> [Consigne]:
Rédigez la suite du texte sur la fin de la ZAD de Notre-Dame-des-Landes à partir de sa dernière phrase, s'il vous plaît.

> [Texte à lire]:
══════════════════════════════

Notre-Dame-des-Landes: la fin de la ZAD, le début de quoi ?

De ce que c’était la ZAD, quelque chose est fini, ou au moins se transforme. On a besoin de faire le point sur où on en est, et où on va. « On », c’est quelques personnes d’un même groupe qui se sont retrouvées pour écrire ce texte. Des habitant.e.s de la ZAD ont signé des COPs avec l’État. Pour nous c’est la fin de quelque chose. On a été nombreux.ses à participer à faire ce pari. Certain.e.s l’ont fait en se sentant un peu coincé.e.s, voire obligé.e.s par la grosse pression des flics mais aussi par celle des camarades. Les gens qui écrivent cet texte ne sont ni vraiment convaincu.e.s que c’était une bonne idée, ni que c’était une mauvaise idée. On a essayé de tenter quelque chose dans la situation, et ça ne nous a pas semblé pire comme option même si ça ne fait pas rêver. Si personne n’avait rien signé, peut être que tout aurait été rasé. Mais peut être qu’on aurait perdu moins de soutien, moins de dignité, qu’on se détesterait moins entre nous et qu’on aurait pas perdu plus de maisons. On ne saura jamais. Ça nous semble plus intéressant de partir d’où on en est maintenant et de réfléchir aux conséquences.

Avec toutes ces années de lutte ensemble on a déjà acquis plein de choses, dont plein de choses qu’on ne perdrait pas même si tout s’arrêtait là. Certain.e.s habitant.e.s commencent a partir d’ici parce que ce n’est plus ce qu’illes voulaient vivre ; d’autres pensent rester. On partage beaucoup d’analyses sur la situation de la ZAD, mais on fait des choix pratiques différents dans une situation très compliquée et pour l’instant assez désagréable.

Qu’est-ce que c’était la ZAD ?

Il y a quelques années, on s’était demandé « c’est quoi la ZAD ? ». La ZAD telle qu’elle a existé depuis une dizaine d’années était issue de l’action directe : le fait même d’y habiter était illégal. Une diversité de tactiques était mise en place pour résister à un projet et à ce qu’il représentait : des sabotages de pelleteuses aux semis collectifs sur les terres en « zone travaux » en passant par les résistances des habitant-e-s aux expropriations de maisons et de fermes par l’État ou encore par des contre-expertises.

C’était aussi un endroit où on essayait de construire une autre réalité, où l’on était moins dépendant-e-s de l’État et du capitalisme. On apprenait à être plus autonomes pour des choses pratiques comme la construction, le soin ou la nourriture comme pour des façons de nous organiser ensemble sans suivre les réglementations officielles.

══════════════════════════════

Entrées d'un jeu d'annotations par points:
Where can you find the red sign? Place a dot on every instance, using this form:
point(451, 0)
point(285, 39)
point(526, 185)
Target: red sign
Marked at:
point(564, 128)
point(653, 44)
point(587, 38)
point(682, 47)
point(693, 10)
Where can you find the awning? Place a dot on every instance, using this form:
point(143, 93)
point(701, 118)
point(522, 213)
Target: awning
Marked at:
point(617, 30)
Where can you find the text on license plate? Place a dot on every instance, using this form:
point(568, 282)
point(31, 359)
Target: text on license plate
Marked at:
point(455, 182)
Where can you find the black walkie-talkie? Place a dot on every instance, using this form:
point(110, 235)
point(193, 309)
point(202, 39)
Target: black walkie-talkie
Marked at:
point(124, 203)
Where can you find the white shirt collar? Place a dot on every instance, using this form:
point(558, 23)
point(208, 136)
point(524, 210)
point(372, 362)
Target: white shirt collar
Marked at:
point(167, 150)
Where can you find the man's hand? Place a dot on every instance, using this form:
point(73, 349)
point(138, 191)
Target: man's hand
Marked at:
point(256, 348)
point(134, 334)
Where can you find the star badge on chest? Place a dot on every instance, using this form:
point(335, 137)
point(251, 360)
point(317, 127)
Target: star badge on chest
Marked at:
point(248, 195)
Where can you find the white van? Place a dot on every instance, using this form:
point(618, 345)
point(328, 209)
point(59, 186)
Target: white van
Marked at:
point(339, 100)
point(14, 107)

══════════════════════════════

> [Résultat]:
La ZAD était aussi une communauté plus ou moins ouverte : avec des vécus communs, une entraide et des conflits entre celleux qui y vivaient, mais où chacun.e pouvait aussi venir passer quelques jours, quelques semaines, voire s’installer. Même si ce n’était pas évident pour tout le monde d’y trouver sa place, c’était un lieu de rencontres entre des gens issu.e.s de mondes très différents, des militant.e.s aux zonard.e.s, des squatteur.euse.s aux paysan.ne.s.

Tout ça se faisait grâce à quelques idées qui nous semblent assez largement partagées : lutter contre l’aménagement et la gestion du territoire ; essayer de s’écarter des logiques de dominations. Et ça s’est diffusé, notamment après l’opération César pour faire écho un peu partout, avec des soutiens à ce qui se passe ici mais aussi avec la création d’autres ZADs et plus largement la diffusion d’une forme de résistance. À l’époque, on se demandait : comment éviter la dépolitisation et la récupération par l’État de notre mouvement ?

Ce qui est fini

Il nous semble qu’une bonne partie de ce qui faisait cette ZAD dont on parlait alors est fini : non seulement il n’y a plus de projet qui fédère des oppositions multiples mais ce n’est plus un énorme squat.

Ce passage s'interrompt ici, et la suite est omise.